====== Information given

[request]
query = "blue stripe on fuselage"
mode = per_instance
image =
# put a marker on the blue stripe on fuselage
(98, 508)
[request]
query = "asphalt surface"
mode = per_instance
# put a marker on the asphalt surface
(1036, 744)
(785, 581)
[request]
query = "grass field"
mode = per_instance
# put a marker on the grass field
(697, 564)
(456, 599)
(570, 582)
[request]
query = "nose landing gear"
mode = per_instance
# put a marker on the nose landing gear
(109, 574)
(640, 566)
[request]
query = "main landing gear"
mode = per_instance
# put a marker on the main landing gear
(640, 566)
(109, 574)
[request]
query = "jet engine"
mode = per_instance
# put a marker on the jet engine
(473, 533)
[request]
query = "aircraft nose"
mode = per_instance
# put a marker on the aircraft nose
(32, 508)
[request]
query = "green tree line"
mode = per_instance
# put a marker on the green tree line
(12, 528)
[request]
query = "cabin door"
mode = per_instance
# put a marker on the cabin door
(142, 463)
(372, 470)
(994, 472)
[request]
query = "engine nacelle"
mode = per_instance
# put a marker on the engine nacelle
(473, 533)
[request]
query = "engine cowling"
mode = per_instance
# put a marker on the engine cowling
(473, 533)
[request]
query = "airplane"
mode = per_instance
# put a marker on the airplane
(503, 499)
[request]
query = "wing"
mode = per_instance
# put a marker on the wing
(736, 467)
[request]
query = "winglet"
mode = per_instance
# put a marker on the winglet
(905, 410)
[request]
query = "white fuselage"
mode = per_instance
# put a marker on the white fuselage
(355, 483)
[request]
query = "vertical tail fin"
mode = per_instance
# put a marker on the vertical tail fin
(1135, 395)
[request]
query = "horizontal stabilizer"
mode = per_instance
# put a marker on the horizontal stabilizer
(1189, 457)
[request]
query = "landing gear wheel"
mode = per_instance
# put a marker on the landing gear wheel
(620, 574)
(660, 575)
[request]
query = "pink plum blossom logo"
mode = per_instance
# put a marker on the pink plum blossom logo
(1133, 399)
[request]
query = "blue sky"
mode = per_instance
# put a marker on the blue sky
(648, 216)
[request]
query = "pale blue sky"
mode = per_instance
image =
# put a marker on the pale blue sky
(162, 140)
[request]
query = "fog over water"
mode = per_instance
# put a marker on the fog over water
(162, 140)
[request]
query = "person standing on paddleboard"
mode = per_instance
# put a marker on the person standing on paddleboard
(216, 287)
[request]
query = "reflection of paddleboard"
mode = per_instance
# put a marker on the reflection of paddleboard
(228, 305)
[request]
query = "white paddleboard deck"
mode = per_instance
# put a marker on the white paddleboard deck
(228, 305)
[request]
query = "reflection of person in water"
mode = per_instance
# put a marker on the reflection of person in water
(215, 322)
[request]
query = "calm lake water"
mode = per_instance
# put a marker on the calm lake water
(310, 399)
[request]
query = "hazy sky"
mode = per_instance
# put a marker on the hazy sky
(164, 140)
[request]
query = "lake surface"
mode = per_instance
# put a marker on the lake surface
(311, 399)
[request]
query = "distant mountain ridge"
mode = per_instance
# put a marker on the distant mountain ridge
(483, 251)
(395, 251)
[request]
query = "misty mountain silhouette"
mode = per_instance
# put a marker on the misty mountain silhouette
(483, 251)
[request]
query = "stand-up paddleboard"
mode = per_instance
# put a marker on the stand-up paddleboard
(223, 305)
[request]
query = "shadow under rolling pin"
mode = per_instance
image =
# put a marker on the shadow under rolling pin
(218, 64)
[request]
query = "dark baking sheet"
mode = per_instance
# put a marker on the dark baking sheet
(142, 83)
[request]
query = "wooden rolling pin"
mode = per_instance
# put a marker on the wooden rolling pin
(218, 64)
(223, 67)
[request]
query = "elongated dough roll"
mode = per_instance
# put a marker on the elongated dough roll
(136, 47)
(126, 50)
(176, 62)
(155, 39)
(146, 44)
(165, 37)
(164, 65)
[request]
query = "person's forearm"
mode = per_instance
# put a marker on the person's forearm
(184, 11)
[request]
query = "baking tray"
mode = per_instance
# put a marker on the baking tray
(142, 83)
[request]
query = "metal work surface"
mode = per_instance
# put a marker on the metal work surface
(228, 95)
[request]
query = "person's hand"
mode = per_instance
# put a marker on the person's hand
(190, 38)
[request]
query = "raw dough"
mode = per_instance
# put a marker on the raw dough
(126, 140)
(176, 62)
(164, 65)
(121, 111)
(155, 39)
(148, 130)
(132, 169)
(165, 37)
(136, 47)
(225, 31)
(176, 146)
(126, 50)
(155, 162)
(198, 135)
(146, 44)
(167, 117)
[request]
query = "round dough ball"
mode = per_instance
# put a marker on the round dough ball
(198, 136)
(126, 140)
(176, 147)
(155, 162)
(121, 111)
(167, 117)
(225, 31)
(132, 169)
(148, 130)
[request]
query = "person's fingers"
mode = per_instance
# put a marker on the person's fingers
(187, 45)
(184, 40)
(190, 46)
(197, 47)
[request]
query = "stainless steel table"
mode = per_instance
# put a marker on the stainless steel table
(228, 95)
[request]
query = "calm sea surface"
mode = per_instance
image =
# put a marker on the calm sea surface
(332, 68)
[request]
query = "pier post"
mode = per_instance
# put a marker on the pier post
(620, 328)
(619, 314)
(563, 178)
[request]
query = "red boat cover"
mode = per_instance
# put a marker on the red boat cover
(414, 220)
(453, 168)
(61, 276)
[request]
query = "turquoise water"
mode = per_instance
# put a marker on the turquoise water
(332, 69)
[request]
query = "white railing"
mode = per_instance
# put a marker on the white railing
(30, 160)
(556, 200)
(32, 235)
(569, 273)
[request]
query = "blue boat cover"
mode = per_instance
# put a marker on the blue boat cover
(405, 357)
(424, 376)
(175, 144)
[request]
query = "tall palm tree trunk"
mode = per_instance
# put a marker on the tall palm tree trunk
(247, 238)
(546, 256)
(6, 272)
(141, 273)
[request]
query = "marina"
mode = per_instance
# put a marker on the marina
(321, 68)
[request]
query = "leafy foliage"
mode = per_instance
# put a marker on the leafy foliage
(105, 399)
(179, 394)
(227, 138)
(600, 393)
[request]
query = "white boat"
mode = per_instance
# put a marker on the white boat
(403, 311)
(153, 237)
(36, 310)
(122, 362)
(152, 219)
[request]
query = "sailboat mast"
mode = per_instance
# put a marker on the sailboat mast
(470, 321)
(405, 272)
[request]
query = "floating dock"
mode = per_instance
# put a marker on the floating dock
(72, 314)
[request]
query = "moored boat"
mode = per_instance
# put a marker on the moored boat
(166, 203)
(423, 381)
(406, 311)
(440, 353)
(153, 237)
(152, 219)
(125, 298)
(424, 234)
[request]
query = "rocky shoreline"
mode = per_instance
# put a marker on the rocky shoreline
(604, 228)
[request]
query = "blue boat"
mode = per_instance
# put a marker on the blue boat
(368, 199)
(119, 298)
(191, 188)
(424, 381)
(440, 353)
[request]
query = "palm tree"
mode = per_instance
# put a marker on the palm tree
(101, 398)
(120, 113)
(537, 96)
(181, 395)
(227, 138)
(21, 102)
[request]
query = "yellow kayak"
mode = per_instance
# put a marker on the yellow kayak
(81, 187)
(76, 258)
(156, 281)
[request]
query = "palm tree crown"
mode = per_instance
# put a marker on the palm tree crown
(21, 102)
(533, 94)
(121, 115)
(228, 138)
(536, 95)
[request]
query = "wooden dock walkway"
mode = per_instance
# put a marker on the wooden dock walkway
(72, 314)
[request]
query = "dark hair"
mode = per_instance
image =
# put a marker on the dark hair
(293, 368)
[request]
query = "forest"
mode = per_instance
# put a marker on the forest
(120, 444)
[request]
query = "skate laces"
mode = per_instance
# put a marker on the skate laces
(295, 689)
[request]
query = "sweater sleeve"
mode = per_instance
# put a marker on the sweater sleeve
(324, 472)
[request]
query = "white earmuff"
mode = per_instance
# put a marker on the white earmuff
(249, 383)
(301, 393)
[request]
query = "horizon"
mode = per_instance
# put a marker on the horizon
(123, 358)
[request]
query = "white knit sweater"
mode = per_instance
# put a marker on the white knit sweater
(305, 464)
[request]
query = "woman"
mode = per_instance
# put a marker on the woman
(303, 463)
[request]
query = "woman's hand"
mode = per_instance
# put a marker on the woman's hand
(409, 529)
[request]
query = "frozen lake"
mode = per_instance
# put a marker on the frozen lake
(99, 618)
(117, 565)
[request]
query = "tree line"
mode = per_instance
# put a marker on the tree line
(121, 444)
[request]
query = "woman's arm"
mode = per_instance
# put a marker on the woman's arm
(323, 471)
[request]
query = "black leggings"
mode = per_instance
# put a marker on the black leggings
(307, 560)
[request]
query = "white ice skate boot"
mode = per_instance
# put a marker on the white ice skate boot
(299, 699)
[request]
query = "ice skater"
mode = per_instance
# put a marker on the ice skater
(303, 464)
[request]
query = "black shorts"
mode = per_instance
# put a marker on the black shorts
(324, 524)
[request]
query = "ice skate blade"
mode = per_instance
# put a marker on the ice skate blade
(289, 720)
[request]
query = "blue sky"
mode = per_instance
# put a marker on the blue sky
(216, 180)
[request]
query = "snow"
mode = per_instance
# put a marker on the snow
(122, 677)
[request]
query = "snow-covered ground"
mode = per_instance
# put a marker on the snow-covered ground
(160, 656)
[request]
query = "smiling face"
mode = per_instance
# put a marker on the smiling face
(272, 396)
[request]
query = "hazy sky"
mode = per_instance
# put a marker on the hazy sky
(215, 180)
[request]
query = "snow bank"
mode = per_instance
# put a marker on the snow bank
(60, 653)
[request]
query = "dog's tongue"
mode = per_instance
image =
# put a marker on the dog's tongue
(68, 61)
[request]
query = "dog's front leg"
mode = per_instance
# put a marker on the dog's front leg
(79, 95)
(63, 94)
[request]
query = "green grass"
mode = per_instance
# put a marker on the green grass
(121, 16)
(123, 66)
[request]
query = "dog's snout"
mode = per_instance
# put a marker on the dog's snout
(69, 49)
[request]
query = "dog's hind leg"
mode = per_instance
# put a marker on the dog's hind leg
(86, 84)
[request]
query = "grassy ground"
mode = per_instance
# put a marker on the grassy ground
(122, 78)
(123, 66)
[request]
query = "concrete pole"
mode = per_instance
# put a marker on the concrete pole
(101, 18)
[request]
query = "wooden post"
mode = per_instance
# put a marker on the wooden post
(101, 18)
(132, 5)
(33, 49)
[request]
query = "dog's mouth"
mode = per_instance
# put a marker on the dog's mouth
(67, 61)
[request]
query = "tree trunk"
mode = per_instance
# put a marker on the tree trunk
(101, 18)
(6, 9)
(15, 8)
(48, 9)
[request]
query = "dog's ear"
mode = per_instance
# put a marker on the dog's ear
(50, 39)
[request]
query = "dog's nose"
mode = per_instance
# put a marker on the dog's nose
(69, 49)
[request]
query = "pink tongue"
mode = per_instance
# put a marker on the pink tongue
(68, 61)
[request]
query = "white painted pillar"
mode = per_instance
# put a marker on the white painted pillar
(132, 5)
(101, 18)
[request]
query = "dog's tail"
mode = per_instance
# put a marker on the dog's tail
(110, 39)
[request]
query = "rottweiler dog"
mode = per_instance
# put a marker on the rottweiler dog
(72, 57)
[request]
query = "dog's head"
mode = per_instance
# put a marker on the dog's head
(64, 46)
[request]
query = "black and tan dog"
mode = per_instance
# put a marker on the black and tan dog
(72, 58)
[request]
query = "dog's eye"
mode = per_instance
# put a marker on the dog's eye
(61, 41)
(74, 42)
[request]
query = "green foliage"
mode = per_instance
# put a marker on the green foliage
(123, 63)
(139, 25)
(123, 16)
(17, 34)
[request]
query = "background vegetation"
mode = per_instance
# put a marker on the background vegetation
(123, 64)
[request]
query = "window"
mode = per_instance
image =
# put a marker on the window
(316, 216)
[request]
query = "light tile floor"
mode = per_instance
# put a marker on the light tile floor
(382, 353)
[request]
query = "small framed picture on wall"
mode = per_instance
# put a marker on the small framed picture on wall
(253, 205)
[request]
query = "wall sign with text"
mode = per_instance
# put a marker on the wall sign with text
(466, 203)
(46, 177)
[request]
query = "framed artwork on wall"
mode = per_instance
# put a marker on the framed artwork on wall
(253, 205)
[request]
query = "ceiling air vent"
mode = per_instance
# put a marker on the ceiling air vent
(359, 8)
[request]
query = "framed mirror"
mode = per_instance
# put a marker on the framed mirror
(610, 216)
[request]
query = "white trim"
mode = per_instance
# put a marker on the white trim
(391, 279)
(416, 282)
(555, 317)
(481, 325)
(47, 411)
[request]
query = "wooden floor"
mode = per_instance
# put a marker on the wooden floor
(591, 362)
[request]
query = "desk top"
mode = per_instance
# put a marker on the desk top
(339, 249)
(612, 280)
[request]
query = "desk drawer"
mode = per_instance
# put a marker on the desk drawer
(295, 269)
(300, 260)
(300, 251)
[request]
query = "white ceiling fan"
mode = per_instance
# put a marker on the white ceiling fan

============

Show every line of the listing above that contains the word "water".

query = "fog over water"
# put a marker on the fog over water
query = "reflection of person in water"
# put a marker on the reflection of person in water
query = "calm lake water"
# put a marker on the calm lake water
query = "turquoise water"
# put a marker on the turquoise water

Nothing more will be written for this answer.